Exercise prompt:
List each line in the data below that contains the word "wall", treating uppercase and lowercase as different.

--- Begin Extracted records ---

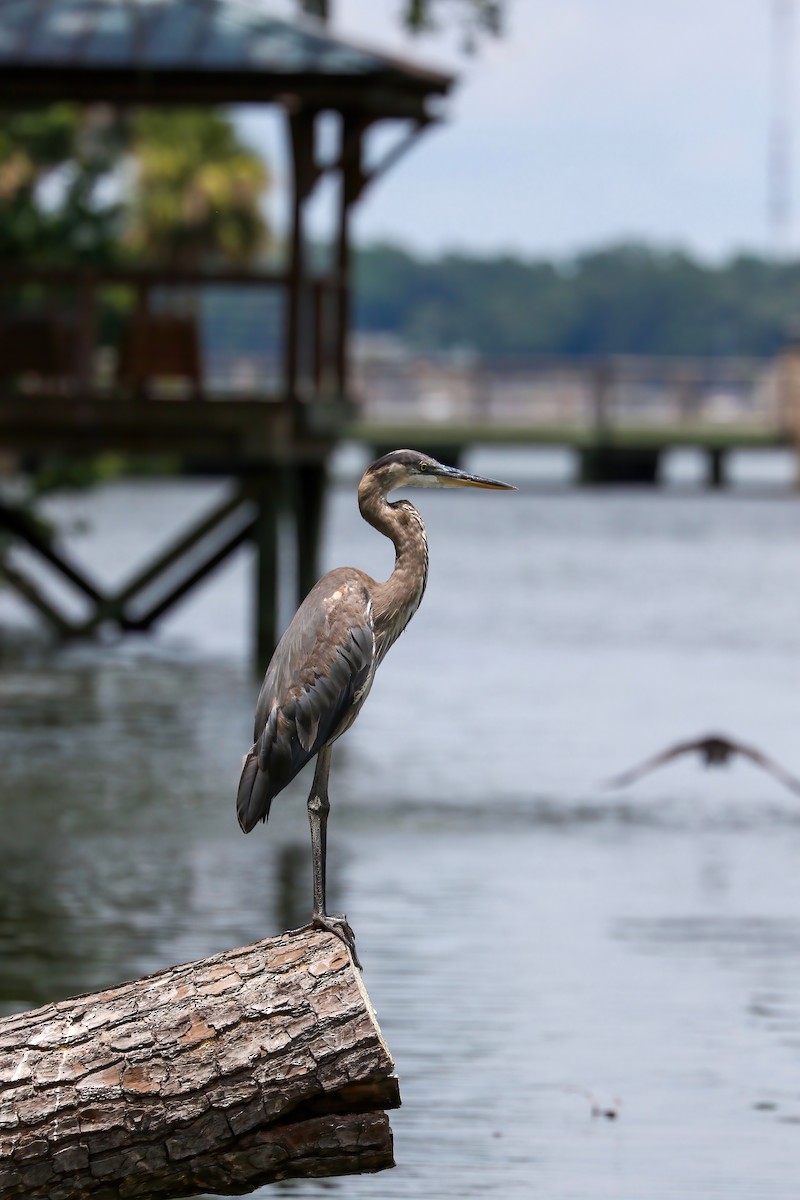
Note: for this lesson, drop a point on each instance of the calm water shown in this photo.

--- End Extracted records ---
--- Begin Extracted records ---

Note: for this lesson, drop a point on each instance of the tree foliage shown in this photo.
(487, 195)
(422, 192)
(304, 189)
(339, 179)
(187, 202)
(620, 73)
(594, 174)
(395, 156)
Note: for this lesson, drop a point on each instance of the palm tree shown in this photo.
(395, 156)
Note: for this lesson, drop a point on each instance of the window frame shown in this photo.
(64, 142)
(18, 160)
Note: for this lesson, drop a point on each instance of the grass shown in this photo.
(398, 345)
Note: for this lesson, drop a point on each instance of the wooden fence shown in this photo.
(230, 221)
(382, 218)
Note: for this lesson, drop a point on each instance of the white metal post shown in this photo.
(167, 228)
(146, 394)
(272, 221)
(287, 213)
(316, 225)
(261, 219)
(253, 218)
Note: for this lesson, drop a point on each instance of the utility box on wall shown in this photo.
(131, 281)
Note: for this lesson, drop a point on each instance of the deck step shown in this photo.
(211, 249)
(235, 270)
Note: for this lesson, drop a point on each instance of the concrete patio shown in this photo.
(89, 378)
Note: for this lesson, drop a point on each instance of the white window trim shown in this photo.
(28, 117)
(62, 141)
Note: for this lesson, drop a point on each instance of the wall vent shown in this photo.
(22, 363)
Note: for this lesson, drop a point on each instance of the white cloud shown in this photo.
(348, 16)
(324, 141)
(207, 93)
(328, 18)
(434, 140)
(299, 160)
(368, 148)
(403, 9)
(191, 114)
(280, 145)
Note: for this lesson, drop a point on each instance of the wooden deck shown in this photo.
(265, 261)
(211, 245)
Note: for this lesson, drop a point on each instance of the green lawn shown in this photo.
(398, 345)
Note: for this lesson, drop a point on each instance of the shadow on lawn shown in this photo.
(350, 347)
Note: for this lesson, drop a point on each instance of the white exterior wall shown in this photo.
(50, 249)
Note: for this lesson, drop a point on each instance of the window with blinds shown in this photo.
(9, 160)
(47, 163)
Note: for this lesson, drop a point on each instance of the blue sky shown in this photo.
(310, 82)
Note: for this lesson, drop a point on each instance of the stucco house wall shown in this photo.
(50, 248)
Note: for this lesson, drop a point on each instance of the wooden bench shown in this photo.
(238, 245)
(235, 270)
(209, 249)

--- End Extracted records ---

Exercise response:
Note: for this lesson, drop a point on each instance of the utility box on wall shown in this photo.
Note: for this lesson, drop a point on each instance of the wall vent shown in this photo.
Note: for this lesson, drop a point on each instance of the white exterior wall shown in this photo.
Note: for this lesson, drop a point on each instance of the stucco house wall shown in this photo.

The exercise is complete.